What is being asked> Extract exactly and only the lines of the data below, starting at the line with "Annotate each instance of the dark" and stopping after the final line.

_____

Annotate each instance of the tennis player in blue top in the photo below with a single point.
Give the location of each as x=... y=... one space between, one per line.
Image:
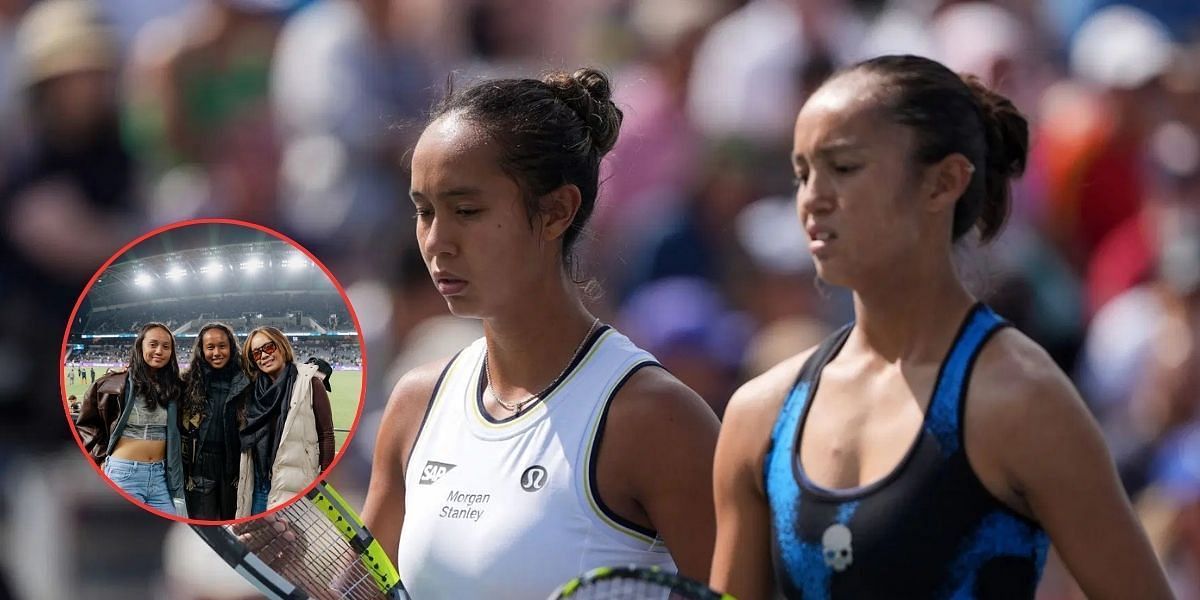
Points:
x=924 y=450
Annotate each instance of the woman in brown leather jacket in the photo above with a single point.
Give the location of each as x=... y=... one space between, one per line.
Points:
x=129 y=423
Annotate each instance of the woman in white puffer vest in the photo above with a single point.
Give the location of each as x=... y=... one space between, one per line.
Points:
x=287 y=432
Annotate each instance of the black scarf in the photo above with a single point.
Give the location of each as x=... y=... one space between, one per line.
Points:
x=265 y=414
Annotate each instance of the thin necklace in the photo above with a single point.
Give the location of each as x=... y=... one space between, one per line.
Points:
x=520 y=405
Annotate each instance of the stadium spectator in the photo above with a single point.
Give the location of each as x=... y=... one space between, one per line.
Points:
x=287 y=408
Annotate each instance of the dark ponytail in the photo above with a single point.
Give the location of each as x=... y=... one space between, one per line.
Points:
x=953 y=113
x=1008 y=145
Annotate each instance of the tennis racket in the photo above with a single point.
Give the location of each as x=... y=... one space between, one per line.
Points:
x=634 y=583
x=316 y=547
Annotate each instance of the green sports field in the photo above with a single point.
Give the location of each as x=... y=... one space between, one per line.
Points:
x=343 y=400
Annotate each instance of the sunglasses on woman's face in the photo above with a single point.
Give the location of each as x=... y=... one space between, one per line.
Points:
x=267 y=348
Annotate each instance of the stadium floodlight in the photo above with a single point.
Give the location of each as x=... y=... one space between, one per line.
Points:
x=295 y=262
x=252 y=264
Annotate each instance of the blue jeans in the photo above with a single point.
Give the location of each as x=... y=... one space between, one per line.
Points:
x=262 y=487
x=145 y=481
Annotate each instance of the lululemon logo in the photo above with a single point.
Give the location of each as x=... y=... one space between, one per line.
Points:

_____

Output for this task>
Annotate each instance of the dark ponytail in the photo above with a single point.
Give the location of each as x=... y=... one space between, one per line.
Points:
x=953 y=113
x=1008 y=145
Annotate each instance of the tennis racket in the photo above with a single point.
Give the location of each as x=... y=... one space between, one per line.
Points:
x=634 y=583
x=316 y=547
Annotate each instance of the green sports field in the photo above with a single point.
Give the location of each as x=... y=... one space between, one per line.
Points:
x=343 y=400
Annotate each instance of the sunglasses on woman's face in the photo above with a single point.
Give the location of each as x=... y=... one space between, one per line.
Points:
x=267 y=348
Annotate each instance of the stadium floodlight in the photo above with a single point.
Give the location of each as x=... y=... one space between, one per line.
Points:
x=295 y=262
x=252 y=264
Annotate each instance of the blue jeans in the photo above with a single point.
Give the location of each as x=... y=... one space between, one per line.
Points:
x=262 y=487
x=145 y=481
Annotate each instance of the lululemon logo in the photo above with a single point.
Give the location of each as x=... y=... one space between, one per line.
Points:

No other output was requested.